■ **STATED TASK**
What is the Spanish translation of this sentence from the abstract on protective garments: "These values are valid not only for social life but also for the professional one."?

■ **TEXT TO READ**
—————

Dynamic Anthropometry- A Solution for Improving the Shape of Individual Protective Garments

Dynamic Anthropometry- A Solution for Improving the Shape of Individual Protective Garments

Manuela Avadanei

Faculty of Industrial Design and Business Management Gheorghe Asachi Technical University

Iasi, Romania

Abstract- Modern society has its values, which include justice, freedom, mutual respect, and responsibility. In this society, any human being has the right to be safe, to be respected, and they should, in turn, be empathetic and loyal to the other members of the society/community.

These values are valid not only for social life but also for the professional one. Thus, in any professional activity, the employee must be safe during their working time, because they have to fulfil specific tasks, which require different levels of effort. Among all types of professional jobs, there are several ones which require wearing a protective garment. This type of clothing is a component of the personal protective equipment, and it has to be designed according to some very well-defined safety and work standards. At the same time, the protective garment has to protect the employees from the dangerous action of the working actors and, to allow them to carry out the activities specific to the workplace.

—————

(Point-based annotation data)
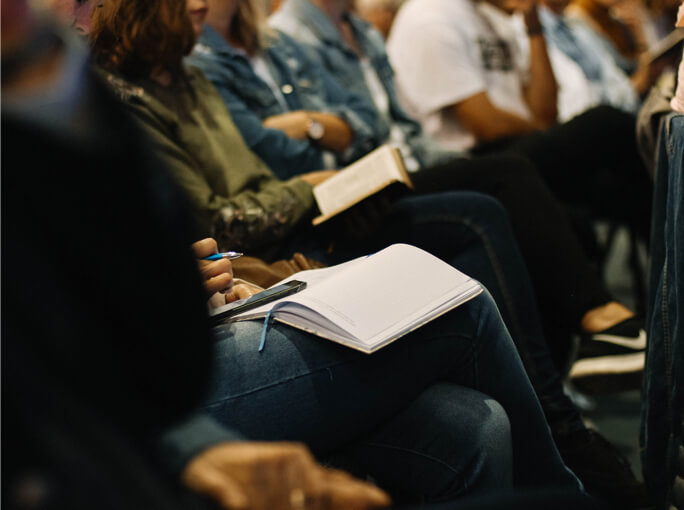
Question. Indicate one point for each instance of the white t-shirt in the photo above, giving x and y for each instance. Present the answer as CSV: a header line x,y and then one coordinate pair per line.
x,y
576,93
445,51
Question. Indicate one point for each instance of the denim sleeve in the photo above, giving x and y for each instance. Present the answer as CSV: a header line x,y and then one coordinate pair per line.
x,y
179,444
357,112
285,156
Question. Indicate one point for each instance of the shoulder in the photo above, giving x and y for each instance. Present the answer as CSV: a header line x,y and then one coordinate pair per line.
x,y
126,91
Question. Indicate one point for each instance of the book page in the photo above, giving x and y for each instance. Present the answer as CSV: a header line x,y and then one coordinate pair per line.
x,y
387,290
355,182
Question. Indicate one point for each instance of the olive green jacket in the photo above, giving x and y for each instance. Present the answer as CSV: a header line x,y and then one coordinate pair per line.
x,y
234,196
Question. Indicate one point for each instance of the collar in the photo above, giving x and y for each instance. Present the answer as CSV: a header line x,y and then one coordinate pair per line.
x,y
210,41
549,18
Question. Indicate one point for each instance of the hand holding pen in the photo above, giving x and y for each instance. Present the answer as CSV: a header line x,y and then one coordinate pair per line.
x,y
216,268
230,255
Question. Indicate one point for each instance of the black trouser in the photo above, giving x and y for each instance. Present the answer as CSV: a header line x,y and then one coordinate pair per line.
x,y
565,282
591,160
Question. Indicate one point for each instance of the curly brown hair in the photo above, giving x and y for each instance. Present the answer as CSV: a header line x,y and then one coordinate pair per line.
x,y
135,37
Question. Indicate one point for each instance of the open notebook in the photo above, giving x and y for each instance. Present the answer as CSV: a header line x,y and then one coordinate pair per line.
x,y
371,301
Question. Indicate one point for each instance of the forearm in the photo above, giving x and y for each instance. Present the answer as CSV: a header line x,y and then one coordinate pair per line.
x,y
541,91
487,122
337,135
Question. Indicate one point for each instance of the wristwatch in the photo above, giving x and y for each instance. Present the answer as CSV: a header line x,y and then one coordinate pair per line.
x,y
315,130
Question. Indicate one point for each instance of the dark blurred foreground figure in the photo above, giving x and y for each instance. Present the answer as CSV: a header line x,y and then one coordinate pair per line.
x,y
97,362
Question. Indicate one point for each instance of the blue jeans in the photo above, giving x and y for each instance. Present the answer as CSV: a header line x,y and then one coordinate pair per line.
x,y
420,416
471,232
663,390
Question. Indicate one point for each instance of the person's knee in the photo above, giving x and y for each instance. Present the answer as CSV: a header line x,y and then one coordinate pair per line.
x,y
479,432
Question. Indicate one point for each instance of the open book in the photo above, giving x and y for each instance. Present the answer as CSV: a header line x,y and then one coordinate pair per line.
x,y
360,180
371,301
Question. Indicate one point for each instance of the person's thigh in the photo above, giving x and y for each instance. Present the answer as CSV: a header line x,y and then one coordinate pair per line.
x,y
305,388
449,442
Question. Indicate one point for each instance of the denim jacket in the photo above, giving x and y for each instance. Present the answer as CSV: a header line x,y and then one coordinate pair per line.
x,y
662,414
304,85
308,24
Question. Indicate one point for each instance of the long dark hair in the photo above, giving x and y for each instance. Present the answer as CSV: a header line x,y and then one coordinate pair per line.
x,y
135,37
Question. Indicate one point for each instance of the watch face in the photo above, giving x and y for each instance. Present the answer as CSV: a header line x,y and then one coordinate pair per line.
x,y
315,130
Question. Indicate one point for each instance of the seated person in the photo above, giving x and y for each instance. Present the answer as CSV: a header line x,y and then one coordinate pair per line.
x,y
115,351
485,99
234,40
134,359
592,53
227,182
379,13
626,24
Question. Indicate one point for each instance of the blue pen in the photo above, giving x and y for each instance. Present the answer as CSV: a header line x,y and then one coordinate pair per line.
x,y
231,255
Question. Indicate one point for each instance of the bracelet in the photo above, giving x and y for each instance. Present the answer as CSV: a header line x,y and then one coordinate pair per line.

—————

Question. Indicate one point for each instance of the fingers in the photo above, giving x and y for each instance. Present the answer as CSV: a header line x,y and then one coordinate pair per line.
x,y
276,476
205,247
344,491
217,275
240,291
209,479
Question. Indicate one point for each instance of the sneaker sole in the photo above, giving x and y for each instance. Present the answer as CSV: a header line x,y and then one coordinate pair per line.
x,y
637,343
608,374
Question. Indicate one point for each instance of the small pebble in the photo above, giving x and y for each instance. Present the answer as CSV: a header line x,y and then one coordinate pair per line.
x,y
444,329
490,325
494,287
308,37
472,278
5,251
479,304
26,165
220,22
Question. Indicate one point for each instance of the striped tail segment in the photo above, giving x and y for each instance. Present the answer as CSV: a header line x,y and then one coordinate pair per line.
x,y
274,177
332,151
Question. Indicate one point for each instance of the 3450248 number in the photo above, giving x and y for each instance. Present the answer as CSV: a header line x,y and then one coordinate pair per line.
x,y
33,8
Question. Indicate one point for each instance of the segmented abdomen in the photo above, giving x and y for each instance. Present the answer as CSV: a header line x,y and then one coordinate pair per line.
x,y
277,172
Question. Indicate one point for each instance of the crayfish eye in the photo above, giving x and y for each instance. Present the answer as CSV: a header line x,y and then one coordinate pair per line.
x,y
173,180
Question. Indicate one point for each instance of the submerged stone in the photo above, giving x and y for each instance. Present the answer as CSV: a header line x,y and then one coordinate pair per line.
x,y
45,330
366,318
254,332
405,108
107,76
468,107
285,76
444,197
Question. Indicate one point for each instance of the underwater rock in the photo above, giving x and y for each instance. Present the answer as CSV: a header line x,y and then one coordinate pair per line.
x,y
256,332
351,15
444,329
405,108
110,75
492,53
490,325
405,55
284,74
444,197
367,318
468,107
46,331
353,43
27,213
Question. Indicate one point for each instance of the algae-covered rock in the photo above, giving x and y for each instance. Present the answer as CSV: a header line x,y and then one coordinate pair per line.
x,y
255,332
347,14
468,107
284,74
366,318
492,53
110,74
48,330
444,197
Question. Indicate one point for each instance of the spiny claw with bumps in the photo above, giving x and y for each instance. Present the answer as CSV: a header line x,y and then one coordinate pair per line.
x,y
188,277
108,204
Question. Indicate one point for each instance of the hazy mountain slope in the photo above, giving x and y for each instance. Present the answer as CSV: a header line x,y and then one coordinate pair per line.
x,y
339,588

—————

■ **OUTPUT FOR THIS TASK**
Estos valores son válidos no solo para la vida social, sino también para la profesional.